═══ SOURCE RECORDS ═══
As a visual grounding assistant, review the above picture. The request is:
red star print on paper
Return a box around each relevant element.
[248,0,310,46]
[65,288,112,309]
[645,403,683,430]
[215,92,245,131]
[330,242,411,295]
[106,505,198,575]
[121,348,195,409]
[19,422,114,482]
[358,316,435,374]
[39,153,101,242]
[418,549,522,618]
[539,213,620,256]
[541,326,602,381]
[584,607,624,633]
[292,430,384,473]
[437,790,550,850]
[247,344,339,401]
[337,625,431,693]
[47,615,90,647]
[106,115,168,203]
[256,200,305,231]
═══
Gather every line in the items above that contains the word "Return", and copy each one unchanged. Case counts, so only count lines where the word has the same capitalization.

Return a box around each relevant element.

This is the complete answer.